**What to produce:**
The lines below, all of them, should be returned exactly as they appear.

Dataset entries
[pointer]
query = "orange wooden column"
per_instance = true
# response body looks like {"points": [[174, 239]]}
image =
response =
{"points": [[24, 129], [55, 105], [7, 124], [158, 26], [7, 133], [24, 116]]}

**Solved problem:**
[pointer]
query = "orange wooden column"
per_instance = true
# response body looks like {"points": [[174, 239]]}
image =
response =
{"points": [[24, 129], [55, 105], [7, 124], [158, 26], [7, 133], [24, 116]]}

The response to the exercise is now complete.